§ Exercise objective: Pull out every line in the items below that contains the word "blue", and list those lines in the order they appear.

§ Data in this exercise:
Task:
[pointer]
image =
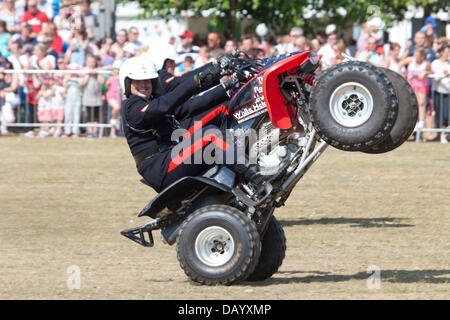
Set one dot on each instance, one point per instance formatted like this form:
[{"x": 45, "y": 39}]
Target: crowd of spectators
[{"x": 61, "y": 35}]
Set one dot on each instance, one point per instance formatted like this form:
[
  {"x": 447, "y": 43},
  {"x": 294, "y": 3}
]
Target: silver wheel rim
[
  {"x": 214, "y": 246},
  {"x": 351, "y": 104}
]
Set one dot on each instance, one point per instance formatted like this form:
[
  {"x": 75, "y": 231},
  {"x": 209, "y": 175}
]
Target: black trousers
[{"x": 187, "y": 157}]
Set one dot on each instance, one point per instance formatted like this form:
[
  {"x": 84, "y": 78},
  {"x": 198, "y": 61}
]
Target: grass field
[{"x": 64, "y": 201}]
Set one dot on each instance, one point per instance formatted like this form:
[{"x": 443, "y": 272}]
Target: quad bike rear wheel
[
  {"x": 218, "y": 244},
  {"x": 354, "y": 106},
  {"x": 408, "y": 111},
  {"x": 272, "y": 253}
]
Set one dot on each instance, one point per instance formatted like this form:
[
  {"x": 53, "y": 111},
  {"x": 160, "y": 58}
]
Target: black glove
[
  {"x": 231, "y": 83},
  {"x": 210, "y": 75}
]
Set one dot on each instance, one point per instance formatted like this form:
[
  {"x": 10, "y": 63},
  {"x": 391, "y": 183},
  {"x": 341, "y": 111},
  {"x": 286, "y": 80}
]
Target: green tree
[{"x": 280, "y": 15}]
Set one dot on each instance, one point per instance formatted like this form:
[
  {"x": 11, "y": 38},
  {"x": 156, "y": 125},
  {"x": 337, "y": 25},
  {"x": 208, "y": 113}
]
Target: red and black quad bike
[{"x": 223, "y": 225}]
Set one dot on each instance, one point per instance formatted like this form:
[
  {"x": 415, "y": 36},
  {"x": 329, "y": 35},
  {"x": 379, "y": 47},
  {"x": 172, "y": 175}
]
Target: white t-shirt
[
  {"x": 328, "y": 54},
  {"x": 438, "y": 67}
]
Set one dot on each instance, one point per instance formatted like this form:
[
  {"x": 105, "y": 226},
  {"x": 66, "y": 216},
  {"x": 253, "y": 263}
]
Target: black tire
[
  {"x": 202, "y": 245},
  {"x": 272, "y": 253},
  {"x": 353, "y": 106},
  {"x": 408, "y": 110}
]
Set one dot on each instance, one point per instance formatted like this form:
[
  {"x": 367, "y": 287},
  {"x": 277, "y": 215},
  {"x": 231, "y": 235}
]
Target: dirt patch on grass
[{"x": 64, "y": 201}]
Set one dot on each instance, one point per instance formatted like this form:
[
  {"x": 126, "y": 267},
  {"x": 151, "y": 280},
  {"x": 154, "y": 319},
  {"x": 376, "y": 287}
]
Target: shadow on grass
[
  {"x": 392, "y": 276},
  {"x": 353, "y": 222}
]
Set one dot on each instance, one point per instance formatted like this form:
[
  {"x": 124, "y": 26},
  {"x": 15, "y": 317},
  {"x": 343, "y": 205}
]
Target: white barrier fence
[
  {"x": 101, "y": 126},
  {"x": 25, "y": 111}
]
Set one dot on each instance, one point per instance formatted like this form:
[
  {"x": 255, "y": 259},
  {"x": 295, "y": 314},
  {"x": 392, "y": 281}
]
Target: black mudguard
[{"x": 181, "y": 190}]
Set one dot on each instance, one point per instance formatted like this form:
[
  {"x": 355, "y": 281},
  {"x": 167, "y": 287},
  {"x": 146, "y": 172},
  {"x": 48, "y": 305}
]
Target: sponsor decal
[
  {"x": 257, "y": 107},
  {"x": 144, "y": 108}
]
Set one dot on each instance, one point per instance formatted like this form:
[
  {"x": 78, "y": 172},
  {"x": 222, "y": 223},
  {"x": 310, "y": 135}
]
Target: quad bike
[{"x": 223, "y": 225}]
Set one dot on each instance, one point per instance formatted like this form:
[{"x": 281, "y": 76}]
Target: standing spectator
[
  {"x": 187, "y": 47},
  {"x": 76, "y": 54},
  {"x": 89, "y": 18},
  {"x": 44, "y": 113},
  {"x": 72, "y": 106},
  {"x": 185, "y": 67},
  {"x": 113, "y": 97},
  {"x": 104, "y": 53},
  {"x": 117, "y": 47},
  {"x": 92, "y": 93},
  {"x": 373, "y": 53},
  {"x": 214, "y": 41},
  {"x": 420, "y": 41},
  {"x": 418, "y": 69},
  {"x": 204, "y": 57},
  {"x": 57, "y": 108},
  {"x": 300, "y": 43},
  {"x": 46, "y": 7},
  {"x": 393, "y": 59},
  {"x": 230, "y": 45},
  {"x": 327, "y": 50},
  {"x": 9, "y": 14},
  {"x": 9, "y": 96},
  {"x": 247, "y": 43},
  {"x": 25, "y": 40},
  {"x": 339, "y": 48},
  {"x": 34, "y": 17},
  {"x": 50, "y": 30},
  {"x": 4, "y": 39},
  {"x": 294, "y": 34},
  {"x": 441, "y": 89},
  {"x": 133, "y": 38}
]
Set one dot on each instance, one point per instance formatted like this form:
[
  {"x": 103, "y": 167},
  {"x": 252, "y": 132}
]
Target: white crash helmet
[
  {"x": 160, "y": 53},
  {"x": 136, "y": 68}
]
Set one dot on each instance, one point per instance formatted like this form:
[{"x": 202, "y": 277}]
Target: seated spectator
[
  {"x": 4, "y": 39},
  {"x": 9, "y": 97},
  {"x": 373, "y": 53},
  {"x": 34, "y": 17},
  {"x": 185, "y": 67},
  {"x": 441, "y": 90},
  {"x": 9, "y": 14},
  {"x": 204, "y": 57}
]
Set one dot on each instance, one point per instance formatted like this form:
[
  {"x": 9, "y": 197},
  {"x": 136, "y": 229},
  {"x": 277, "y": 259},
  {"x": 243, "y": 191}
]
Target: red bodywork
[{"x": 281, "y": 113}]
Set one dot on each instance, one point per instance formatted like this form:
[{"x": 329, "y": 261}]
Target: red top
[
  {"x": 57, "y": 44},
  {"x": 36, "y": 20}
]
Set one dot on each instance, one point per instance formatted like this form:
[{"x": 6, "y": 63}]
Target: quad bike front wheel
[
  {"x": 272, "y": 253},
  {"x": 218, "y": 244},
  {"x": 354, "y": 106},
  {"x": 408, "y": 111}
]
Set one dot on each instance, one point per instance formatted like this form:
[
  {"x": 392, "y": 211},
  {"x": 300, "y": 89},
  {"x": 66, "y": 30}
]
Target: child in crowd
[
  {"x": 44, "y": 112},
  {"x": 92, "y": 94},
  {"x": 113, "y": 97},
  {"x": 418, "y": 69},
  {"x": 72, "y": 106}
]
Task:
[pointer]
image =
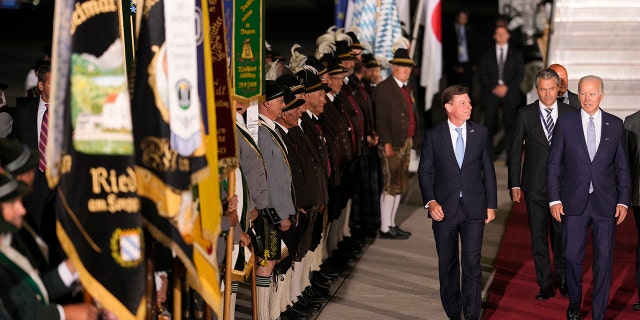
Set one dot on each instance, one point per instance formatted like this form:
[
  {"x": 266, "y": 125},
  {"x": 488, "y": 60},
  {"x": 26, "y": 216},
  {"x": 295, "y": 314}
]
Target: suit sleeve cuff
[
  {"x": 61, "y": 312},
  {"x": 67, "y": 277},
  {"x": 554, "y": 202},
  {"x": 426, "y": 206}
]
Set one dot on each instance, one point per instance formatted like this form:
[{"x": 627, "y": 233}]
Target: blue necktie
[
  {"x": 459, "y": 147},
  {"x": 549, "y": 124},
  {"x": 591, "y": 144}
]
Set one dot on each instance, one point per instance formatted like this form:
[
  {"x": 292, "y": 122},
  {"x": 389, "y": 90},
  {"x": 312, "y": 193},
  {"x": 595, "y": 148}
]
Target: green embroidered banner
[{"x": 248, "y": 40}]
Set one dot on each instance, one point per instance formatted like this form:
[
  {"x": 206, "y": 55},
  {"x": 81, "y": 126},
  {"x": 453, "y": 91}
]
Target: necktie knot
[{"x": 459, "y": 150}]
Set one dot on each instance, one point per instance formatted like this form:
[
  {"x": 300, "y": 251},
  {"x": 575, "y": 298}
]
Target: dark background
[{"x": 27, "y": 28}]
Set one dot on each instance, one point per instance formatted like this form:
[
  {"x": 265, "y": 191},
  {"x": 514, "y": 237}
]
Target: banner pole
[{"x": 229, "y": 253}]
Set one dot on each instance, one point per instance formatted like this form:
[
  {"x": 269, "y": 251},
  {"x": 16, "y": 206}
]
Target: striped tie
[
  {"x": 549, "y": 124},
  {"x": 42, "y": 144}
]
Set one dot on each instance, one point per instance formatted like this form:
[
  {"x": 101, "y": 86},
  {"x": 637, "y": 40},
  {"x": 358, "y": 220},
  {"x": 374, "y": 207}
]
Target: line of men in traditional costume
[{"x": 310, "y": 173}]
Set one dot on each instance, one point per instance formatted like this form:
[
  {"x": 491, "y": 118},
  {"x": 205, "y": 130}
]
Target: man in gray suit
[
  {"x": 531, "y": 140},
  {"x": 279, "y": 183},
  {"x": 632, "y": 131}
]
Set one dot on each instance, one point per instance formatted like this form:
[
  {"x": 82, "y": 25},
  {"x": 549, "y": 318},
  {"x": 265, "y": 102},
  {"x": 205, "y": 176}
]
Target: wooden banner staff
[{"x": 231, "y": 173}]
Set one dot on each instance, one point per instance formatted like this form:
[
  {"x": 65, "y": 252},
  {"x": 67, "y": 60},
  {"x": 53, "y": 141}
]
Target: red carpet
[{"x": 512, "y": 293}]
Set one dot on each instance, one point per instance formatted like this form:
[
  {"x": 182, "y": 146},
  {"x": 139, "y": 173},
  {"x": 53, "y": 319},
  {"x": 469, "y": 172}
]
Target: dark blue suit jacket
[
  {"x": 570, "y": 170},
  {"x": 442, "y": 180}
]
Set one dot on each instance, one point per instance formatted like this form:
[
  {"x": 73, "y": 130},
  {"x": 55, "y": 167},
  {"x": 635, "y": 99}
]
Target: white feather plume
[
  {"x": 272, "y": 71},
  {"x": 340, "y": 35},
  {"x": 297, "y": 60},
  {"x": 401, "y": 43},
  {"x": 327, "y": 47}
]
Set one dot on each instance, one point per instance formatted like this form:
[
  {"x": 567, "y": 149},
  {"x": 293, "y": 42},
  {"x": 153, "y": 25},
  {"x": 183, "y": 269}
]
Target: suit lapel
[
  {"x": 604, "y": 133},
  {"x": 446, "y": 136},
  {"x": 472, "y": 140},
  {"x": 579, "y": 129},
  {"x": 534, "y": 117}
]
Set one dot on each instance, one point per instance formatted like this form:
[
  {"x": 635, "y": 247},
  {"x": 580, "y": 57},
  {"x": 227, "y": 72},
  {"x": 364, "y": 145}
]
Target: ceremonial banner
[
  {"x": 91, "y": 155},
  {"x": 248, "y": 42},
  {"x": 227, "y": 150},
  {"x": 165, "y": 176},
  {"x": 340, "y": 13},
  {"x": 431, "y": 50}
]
---
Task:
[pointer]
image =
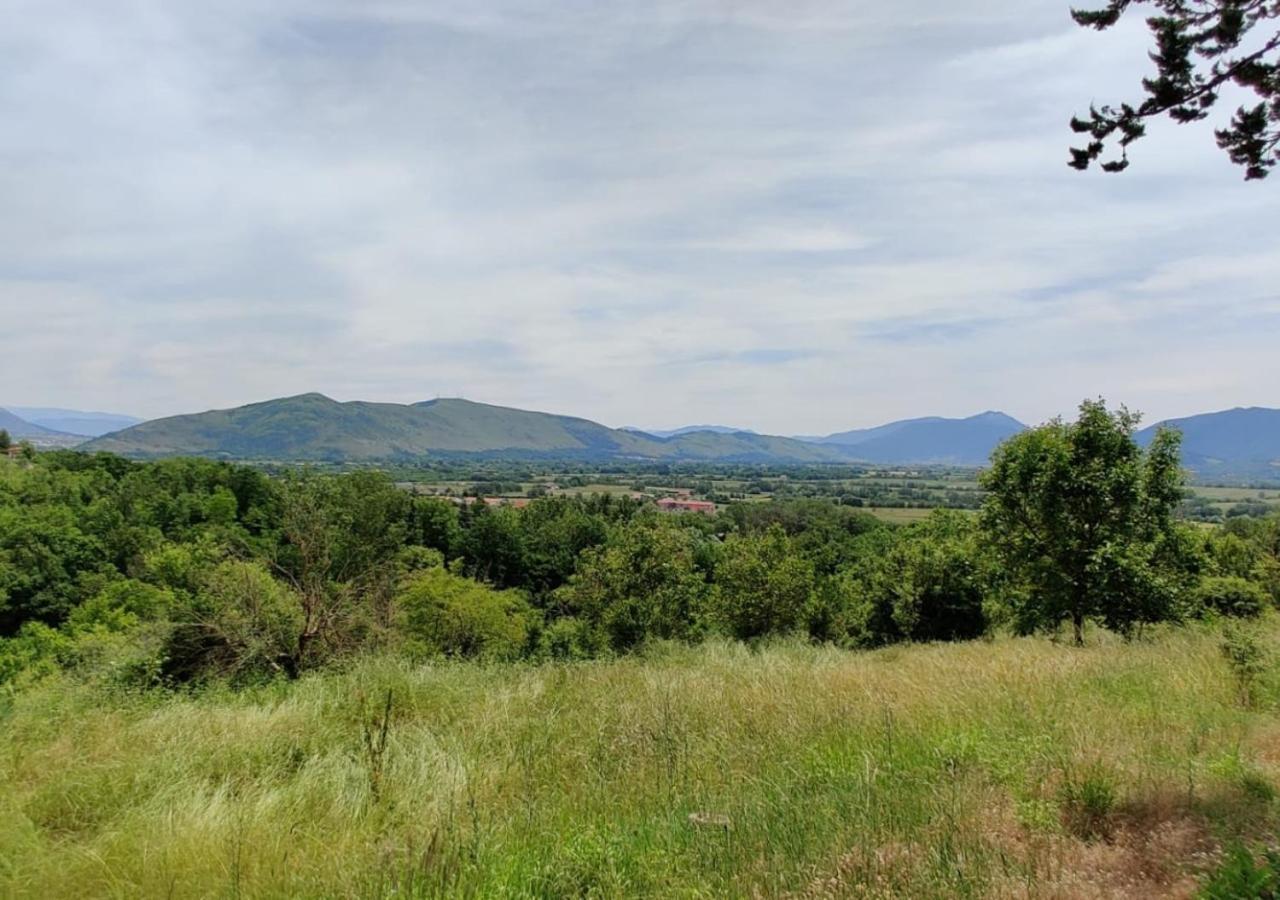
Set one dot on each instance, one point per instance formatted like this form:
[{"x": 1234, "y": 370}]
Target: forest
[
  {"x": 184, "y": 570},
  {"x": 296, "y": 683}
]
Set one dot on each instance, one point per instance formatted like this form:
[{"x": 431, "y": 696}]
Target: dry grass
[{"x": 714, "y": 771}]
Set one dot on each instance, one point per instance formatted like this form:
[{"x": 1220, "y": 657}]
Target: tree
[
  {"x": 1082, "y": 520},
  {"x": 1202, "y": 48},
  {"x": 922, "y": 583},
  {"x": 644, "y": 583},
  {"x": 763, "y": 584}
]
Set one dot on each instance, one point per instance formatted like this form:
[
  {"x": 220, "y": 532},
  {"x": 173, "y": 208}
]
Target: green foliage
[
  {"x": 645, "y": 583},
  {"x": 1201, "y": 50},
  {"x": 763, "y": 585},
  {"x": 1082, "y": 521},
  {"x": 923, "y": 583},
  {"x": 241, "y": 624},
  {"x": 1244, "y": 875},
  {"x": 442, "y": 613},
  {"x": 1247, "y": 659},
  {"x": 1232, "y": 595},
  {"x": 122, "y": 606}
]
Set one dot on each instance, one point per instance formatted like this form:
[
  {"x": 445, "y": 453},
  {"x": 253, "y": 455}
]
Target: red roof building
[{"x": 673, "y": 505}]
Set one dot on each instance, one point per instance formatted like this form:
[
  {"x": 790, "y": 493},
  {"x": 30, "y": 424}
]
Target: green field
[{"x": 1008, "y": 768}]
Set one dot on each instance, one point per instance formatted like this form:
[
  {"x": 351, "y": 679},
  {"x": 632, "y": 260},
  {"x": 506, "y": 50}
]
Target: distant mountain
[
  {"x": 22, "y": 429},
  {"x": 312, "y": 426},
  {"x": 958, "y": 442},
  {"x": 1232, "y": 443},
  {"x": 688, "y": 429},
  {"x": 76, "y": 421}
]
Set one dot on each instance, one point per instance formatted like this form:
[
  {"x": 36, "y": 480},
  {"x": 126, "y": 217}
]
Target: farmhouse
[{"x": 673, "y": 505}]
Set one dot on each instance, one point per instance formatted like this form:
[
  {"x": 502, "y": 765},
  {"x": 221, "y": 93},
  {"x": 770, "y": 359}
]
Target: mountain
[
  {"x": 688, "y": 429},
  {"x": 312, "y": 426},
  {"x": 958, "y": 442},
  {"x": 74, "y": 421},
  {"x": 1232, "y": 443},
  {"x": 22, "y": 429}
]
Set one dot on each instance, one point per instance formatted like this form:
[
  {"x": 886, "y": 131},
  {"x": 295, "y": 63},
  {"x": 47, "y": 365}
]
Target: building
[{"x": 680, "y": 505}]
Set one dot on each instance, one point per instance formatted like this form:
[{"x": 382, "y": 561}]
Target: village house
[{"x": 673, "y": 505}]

§ Written solution:
Target: blue necktie
Target: dark blue suit jacket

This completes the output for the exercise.